Reproduce the listing below word for word, from its first line to its last.

[Begin THE INPUT]

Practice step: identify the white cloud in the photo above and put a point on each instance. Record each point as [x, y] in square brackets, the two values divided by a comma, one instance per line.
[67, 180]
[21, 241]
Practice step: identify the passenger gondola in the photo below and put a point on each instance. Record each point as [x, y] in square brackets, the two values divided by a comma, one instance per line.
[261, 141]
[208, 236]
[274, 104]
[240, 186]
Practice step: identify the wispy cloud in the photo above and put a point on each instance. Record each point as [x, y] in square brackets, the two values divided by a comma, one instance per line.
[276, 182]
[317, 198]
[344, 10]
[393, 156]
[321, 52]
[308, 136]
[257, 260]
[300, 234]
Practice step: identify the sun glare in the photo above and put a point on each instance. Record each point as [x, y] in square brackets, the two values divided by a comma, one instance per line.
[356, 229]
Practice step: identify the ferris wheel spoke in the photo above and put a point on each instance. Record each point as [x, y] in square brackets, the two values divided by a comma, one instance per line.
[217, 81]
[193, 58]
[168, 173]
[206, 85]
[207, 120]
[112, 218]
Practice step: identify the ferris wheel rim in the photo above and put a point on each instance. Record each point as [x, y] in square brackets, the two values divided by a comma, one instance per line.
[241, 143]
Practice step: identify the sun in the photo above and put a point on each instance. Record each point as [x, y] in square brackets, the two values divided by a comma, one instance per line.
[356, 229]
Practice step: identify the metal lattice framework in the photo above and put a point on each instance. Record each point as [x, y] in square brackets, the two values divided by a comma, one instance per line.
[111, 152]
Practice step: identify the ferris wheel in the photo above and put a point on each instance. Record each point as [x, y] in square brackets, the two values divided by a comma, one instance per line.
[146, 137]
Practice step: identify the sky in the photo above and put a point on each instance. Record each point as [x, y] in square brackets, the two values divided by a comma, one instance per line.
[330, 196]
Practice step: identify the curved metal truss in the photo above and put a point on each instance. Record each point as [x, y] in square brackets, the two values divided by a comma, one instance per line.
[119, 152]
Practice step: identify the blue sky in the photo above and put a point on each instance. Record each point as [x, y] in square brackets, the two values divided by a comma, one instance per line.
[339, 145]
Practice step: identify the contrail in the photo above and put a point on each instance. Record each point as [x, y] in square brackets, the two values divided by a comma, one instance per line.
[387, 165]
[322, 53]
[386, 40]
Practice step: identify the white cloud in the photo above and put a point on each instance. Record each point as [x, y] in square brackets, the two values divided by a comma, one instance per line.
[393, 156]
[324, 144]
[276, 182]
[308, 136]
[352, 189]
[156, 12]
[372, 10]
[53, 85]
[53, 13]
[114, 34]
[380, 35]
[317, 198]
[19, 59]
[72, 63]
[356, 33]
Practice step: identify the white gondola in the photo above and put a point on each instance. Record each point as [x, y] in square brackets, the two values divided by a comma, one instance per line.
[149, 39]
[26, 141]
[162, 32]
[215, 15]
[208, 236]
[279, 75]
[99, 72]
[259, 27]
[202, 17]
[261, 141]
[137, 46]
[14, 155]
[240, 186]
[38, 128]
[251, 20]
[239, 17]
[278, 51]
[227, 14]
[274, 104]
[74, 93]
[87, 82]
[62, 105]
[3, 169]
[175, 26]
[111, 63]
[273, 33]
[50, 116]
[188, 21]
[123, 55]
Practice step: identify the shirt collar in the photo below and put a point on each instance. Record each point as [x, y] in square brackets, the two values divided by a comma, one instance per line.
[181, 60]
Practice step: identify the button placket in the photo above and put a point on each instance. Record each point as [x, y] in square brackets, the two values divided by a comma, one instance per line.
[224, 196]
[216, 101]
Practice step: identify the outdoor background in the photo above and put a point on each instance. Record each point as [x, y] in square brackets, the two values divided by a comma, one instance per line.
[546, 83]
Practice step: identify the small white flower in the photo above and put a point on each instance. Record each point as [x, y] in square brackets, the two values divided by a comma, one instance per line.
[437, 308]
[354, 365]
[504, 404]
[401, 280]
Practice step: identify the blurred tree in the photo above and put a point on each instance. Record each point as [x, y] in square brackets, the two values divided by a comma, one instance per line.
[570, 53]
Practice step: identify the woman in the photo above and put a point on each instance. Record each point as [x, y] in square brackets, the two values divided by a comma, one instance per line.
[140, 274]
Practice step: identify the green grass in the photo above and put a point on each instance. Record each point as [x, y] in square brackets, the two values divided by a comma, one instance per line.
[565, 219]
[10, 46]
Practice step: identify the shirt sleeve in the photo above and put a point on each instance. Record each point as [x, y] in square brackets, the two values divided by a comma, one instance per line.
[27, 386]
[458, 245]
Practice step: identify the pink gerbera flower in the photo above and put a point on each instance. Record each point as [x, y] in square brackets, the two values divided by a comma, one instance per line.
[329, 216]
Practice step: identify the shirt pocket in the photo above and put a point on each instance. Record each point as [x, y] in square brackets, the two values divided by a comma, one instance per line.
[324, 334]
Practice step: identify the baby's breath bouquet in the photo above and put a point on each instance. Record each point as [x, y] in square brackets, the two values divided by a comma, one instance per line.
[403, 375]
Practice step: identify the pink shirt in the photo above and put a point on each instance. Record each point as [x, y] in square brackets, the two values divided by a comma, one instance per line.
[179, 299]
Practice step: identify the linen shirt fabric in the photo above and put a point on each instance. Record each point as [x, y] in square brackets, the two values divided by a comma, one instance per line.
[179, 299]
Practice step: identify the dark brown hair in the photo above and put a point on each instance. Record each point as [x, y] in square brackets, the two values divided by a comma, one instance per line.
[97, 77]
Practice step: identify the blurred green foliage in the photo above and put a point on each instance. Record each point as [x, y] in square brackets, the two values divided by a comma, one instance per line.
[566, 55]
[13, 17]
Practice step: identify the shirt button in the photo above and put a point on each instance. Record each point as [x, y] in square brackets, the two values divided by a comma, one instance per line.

[End THE INPUT]

* _FINAL ANSWER_
Practice step: identify the white cloud in the photo above and put a point on each instance. Record each point as [x, y] in square brackets, the two values divided by a comma, one instance per line.
[67, 180]
[21, 241]
Practice step: identify the passenger gondola in the photo below and put a point on each instance. Record each point as [x, y] in square brackets, the two values divided by a comma, one instance per line.
[261, 141]
[208, 236]
[274, 104]
[240, 186]
Practice step: identify the wispy cloud in the photo above and put a point on each instance. Record each point as [x, y] in square brackets, the two values divided by a comma, one instance per line.
[276, 182]
[317, 198]
[344, 10]
[393, 156]
[321, 52]
[308, 136]
[257, 260]
[300, 234]
Practice step: identify the sun glare in the photo above and put a point on each instance. Record each point as [x, y] in square brackets, the two values divided by a comma, one instance per line.
[356, 229]
Practice step: identify the ferris wheel spoke in the photo above and put a point on each instance. Record each point as [x, y] in square brackets, the two values divided by a comma, one instance per line.
[217, 81]
[193, 58]
[168, 173]
[206, 85]
[207, 120]
[112, 218]
Practice step: identify the ferris wheel rim in the photo above and put a point on each instance. Record each point as [x, y] in square brackets, the two values divided by a comma, one instance per line.
[241, 143]
Practice step: identify the sun in the photo above and put a point on each instance. Record each point as [x, y] in square brackets, the two values divided by a comma, one instance per line.
[356, 229]
Practice step: identify the metal lattice framework in the photo above and put a point on each instance. Record each point as [x, y] in square brackets, the two values divided by a comma, one instance per line.
[111, 152]
Practice step: identify the ferris wheel in the photo above and put a point on each instance. Record each point as [x, y] in square brackets, the two values divided by a comma, one instance per line.
[146, 137]
Practice step: identify the sky in the photo above and put a point on each instance. Record each point as [x, y] in square brackets, the two values divided by a comma, one instance per line.
[330, 196]
Practice step: identify the curved metal truss in the photo above and put a point on each instance. Record each point as [x, y] in square brackets, the two values divided by a comma, one instance per line.
[119, 152]
Practice step: identify the blue sky in the photo above and put a point on each instance. Record each point as [x, y] in square brackets, the two values divided by a comma, one instance per line.
[339, 145]
Practice step: identify the contrail in the photo above and put a point on each instance. Record each point as [x, y] in square brackets, the two values divided by a comma, one instance per line.
[387, 165]
[322, 53]
[386, 40]
Practice step: identify the white cloud in the photo above and put a point on each instance. Record each point as [x, y] in square brackets, the two values divided by a comma, one instance per line.
[393, 156]
[324, 144]
[276, 182]
[308, 136]
[352, 189]
[156, 12]
[372, 10]
[53, 85]
[53, 13]
[114, 34]
[380, 35]
[317, 198]
[19, 59]
[72, 63]
[356, 33]
Practice step: identify the white gondola in the photo above and put a point on each instance. Record each point as [x, y] in square brackets, the two values divided by a comma, one instance per line.
[149, 39]
[26, 141]
[162, 32]
[215, 15]
[208, 236]
[279, 75]
[99, 72]
[259, 27]
[202, 17]
[261, 141]
[137, 46]
[14, 155]
[240, 186]
[38, 128]
[251, 20]
[239, 17]
[278, 51]
[227, 14]
[274, 104]
[74, 93]
[87, 82]
[62, 105]
[3, 169]
[175, 26]
[111, 63]
[273, 33]
[50, 116]
[188, 21]
[123, 55]
Practice step: identify the shirt collar in the photo below and put a point on each instance. Record each point as [x, y] in square brackets, the two values divided by a comma, one instance per line.
[181, 60]
Practice step: identify the button placket in the photo above and put a point on each instance. Record each point as [x, y] in square brackets, the two values divided by a comma, one instance per line.
[224, 196]
[216, 101]
Practice step: identify the outdoor background in the photo above and put a point on each instance. Record each point as [x, y] in square brackets, the two values divided by a comma, one instance per line.
[546, 83]
Practice step: identify the small white flower in the photo above and put a point on each instance. Record each point as [x, y] in square brackets, the two values divided by a comma, one instance per line.
[437, 308]
[354, 365]
[504, 404]
[401, 280]
Practice step: identify the blurred tree in the photo above and put a point on each instance. Record each point as [x, y] in square brackets, the two values divided by a comma, one instance per line.
[570, 53]
Practice step: identify the woman in the photo above and put a point on each instance. Record each point as [x, y] in square brackets, the two values divided by a comma, one instance per line.
[140, 274]
Practice step: identify the green grass in the photo above and put a point on each instance. Record each point as [x, y] in square brackets, the two values divided by a comma, one instance per line.
[565, 219]
[10, 46]
Practice step: identify the shirt sleeve in the photo above and put a point on each instance. Record each point as [x, y] in square brackets, the two values divided by a comma, one instance per line.
[27, 386]
[458, 245]
Practice step: identify the pink gerbera flower in the photo above and put a point on each instance. Record each point as [x, y] in square brackets, the two values divided by a comma, one instance per line.
[329, 216]
Practice step: identify the shirt pocket in the photo above and put a point on each instance. Record each point as [x, y] in square brackets, the two values divided by a comma, one instance per line.
[324, 334]
Practice step: identify the baby's breath bouquet in the photo above and put a point on each instance. Record each point as [x, y] in square brackets, the two values divided by a comma, one instance per line.
[403, 375]
Practice step: identify the pink shirt in the photo above and put a point on each instance. Record each point as [x, y] in square brackets, the two values divided by a comma, one instance per line.
[179, 299]
Practice step: identify the linen shirt fabric in the photo above and put a point on each instance. Record each point as [x, y] in square brackets, the two values divided by a comma, one instance per line.
[179, 299]
Practice step: identify the dark brown hair in the photo above and put a point on each instance. Record each point as [x, y] in square brackets, the two values divided by a comma, one instance per line.
[97, 77]
Practice step: identify the blurred green foliage in the photo above and put a point on each instance. Record each point as [x, y] in square brackets, the two values divided by a comma, one instance per line.
[566, 55]
[13, 17]
Practice step: identify the shirt button in the photo above and put a point on each instance. Record each point as [x, y] in square brackets, the two values divided by a comma, one instance per line.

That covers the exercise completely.